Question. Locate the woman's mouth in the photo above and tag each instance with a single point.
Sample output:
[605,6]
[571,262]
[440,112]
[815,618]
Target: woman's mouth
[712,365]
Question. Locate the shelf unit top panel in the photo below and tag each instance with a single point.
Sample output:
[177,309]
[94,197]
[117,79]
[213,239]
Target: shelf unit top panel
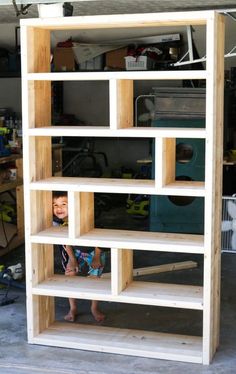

THE PROBLEM:
The expected result is every line above containing the string "point".

RESULT OF THE EXERCISE:
Question. Locate the woman's mouth in the photo above and tag each instance with a single point.
Question. Locate the shelf unit top panel in the photo below and tag each instance with a single point.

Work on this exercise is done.